## Excerpted records
········

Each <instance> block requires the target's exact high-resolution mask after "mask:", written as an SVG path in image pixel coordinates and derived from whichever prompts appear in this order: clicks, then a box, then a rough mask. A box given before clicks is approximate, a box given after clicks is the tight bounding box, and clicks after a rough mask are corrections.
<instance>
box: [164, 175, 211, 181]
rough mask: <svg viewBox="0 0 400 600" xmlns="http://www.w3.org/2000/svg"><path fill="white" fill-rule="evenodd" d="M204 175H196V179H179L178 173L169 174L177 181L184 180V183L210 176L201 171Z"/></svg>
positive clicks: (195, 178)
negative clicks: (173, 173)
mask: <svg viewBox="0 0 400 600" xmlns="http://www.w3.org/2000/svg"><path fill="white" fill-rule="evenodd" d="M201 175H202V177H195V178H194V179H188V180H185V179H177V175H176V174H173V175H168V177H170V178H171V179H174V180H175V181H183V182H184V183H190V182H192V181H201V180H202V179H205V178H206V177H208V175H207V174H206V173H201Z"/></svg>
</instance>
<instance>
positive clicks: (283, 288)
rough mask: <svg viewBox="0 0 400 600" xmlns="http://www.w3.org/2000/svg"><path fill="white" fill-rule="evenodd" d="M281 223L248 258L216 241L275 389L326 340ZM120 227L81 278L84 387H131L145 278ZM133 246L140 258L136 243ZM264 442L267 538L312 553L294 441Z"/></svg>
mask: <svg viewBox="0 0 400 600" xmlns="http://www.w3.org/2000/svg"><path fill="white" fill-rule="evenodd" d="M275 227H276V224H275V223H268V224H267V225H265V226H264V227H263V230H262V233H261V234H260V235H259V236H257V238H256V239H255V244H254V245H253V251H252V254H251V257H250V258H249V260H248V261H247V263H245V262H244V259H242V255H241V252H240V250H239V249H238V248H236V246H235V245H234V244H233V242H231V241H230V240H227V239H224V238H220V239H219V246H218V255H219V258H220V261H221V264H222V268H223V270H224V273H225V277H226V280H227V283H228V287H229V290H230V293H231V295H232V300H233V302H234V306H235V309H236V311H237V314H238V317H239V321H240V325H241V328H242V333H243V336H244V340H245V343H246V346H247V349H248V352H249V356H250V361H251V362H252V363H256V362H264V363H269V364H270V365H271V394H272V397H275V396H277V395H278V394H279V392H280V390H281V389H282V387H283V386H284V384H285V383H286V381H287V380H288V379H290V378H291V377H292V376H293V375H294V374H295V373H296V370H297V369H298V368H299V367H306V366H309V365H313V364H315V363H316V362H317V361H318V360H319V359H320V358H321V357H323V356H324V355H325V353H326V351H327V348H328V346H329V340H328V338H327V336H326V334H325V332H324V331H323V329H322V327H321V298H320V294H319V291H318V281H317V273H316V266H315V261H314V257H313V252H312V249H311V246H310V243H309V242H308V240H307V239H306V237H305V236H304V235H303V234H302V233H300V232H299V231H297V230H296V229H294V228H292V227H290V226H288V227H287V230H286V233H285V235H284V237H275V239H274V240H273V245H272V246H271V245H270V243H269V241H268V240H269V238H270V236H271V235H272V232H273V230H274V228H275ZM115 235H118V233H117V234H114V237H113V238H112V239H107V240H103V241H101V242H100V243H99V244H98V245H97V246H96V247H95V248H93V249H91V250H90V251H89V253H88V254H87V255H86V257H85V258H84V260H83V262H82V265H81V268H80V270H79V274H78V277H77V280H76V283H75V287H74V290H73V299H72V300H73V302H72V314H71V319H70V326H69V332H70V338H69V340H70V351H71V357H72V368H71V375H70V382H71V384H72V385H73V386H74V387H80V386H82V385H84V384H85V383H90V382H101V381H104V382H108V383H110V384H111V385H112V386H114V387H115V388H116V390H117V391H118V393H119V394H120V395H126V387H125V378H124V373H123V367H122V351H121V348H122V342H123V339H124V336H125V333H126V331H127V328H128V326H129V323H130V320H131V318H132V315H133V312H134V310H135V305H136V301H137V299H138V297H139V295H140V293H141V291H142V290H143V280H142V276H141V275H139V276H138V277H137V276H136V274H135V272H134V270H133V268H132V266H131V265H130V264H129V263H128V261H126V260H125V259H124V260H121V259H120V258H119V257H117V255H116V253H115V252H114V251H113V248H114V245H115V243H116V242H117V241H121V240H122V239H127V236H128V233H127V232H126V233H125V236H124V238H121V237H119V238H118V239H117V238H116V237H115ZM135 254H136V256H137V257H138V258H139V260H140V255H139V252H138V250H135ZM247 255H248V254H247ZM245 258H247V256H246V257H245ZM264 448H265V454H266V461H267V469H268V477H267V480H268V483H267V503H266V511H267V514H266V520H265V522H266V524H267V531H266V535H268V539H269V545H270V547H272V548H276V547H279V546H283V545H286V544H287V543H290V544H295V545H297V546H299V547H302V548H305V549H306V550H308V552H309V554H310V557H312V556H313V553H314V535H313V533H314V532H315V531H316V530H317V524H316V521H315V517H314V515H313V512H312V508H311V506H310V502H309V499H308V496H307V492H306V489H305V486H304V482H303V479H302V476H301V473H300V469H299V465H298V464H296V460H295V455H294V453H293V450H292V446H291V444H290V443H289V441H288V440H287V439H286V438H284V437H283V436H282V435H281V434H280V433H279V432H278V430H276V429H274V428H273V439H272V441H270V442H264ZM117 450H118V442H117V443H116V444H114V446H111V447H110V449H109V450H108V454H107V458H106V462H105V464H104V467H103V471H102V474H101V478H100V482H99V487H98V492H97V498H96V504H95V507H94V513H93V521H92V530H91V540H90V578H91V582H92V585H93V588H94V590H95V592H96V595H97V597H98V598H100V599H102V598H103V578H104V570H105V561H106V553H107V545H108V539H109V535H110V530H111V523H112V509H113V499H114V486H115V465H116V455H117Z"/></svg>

········

## The problem
Reproduce the full listing above verbatim, from its first line through its last.

## Solution to this task
Each <instance> block requires the target's exact high-resolution mask after "mask:", written as an SVG path in image pixel coordinates and derived from whichever prompts appear in this order: clicks, then a box, then a rough mask. A box given before clicks is approximate, a box given after clicks is the tight bounding box, and clicks after a rough mask are corrections.
<instance>
box: [164, 175, 211, 181]
rough mask: <svg viewBox="0 0 400 600" xmlns="http://www.w3.org/2000/svg"><path fill="white" fill-rule="evenodd" d="M204 175H196V179H179L178 173L169 174L177 181L184 180V183L210 176L201 171Z"/></svg>
positive clicks: (195, 178)
negative clicks: (173, 173)
mask: <svg viewBox="0 0 400 600" xmlns="http://www.w3.org/2000/svg"><path fill="white" fill-rule="evenodd" d="M201 175H202V177H195V178H194V179H188V180H185V179H177V175H176V174H173V175H168V177H170V178H171V179H174V180H175V181H183V182H184V183H190V182H192V181H201V180H202V179H205V178H206V177H208V175H207V174H206V173H201Z"/></svg>
</instance>
<instance>
positive clicks: (283, 288)
rough mask: <svg viewBox="0 0 400 600" xmlns="http://www.w3.org/2000/svg"><path fill="white" fill-rule="evenodd" d="M281 223L248 258L216 241L275 389L326 340ZM120 227L81 278L84 387H131L145 278ZM133 246L140 258L136 243ZM264 442L267 538L312 553L294 441Z"/></svg>
mask: <svg viewBox="0 0 400 600" xmlns="http://www.w3.org/2000/svg"><path fill="white" fill-rule="evenodd" d="M275 227H276V224H275V223H268V224H267V225H265V226H264V227H263V230H262V233H261V234H260V235H259V236H257V238H256V239H255V244H254V245H253V251H252V254H251V257H250V258H249V260H248V261H247V263H245V262H244V259H242V255H241V252H240V250H239V249H238V248H236V246H235V245H234V244H233V242H231V241H230V240H227V239H224V238H220V239H219V246H218V255H219V258H220V261H221V264H222V268H223V270H224V273H225V277H226V280H227V283H228V287H229V290H230V293H231V295H232V300H233V302H234V306H235V309H236V311H237V314H238V317H239V321H240V325H241V328H242V333H243V336H244V340H245V343H246V346H247V349H248V352H249V356H250V361H251V362H252V363H256V362H264V363H269V364H270V365H271V394H272V397H275V396H277V395H278V394H279V392H280V390H281V389H282V387H283V386H284V384H285V383H286V381H287V380H288V379H290V378H291V377H292V376H293V375H294V374H295V373H296V370H297V369H298V368H299V367H306V366H309V365H313V364H315V363H316V362H317V361H318V360H319V359H320V358H321V357H323V356H324V355H325V353H326V351H327V348H328V346H329V340H328V338H327V336H326V334H325V332H324V331H323V329H322V327H321V298H320V294H319V291H318V281H317V273H316V266H315V261H314V257H313V252H312V249H311V246H310V243H309V242H308V240H307V239H306V237H305V236H304V235H303V234H302V233H300V232H299V231H297V230H296V229H294V228H292V227H290V226H288V227H287V230H286V233H285V235H284V237H275V239H274V240H273V245H272V246H271V245H270V243H269V241H268V240H269V238H270V236H271V235H272V232H273V230H274V228H275ZM115 235H118V233H117V234H114V237H113V238H112V239H107V240H103V241H101V242H100V243H99V244H98V245H97V246H96V247H95V248H93V249H91V250H90V251H89V253H88V254H87V255H86V257H85V258H84V260H83V262H82V265H81V268H80V270H79V274H78V277H77V280H76V283H75V287H74V290H73V299H72V300H73V302H72V314H71V319H70V326H69V332H70V338H69V340H70V351H71V357H72V368H71V375H70V382H71V384H72V385H73V386H74V387H80V386H82V385H84V384H85V383H90V382H101V381H104V382H108V383H110V384H111V385H112V386H114V387H115V388H116V390H117V391H118V393H119V394H120V395H126V387H125V378H124V373H123V367H122V351H121V348H122V342H123V339H124V336H125V333H126V331H127V328H128V326H129V323H130V320H131V318H132V315H133V312H134V310H135V305H136V301H137V299H138V297H139V295H140V293H141V291H142V290H143V280H142V276H141V275H139V276H138V277H137V276H136V274H135V272H134V270H133V268H132V266H131V265H130V264H129V263H128V261H126V260H125V259H124V260H121V259H120V258H119V257H117V255H116V253H115V252H114V251H113V248H114V245H115V243H116V242H117V241H121V240H122V239H127V236H128V233H127V232H126V233H125V236H124V238H121V237H119V238H118V239H117V238H116V237H115ZM135 254H136V256H137V257H138V258H139V260H140V255H139V252H138V250H135ZM247 255H248V254H247ZM245 258H247V256H246V257H245ZM264 448H265V454H266V461H267V469H268V477H267V480H268V483H267V503H266V511H267V514H266V520H265V522H266V524H267V531H266V535H268V539H269V545H270V547H272V548H276V547H279V546H283V545H286V544H287V543H290V544H295V545H297V546H299V547H302V548H305V549H306V550H308V552H309V554H310V557H312V556H313V553H314V535H313V533H314V532H315V531H316V530H317V524H316V521H315V517H314V515H313V512H312V508H311V506H310V502H309V499H308V496H307V492H306V489H305V486H304V482H303V479H302V476H301V473H300V469H299V465H298V464H296V460H295V455H294V453H293V450H292V446H291V444H290V443H289V441H288V440H287V439H286V438H284V437H283V436H282V435H281V434H280V433H279V432H278V430H276V429H274V428H273V439H272V441H270V442H264ZM117 450H118V442H117V443H116V444H114V446H111V447H110V449H109V450H108V454H107V458H106V462H105V464H104V467H103V471H102V474H101V478H100V482H99V487H98V492H97V498H96V504H95V507H94V513H93V521H92V530H91V540H90V578H91V582H92V585H93V588H94V590H95V592H96V595H97V597H98V598H100V599H102V598H103V578H104V570H105V561H106V553H107V545H108V539H109V535H110V530H111V523H112V509H113V499H114V486H115V465H116V455H117Z"/></svg>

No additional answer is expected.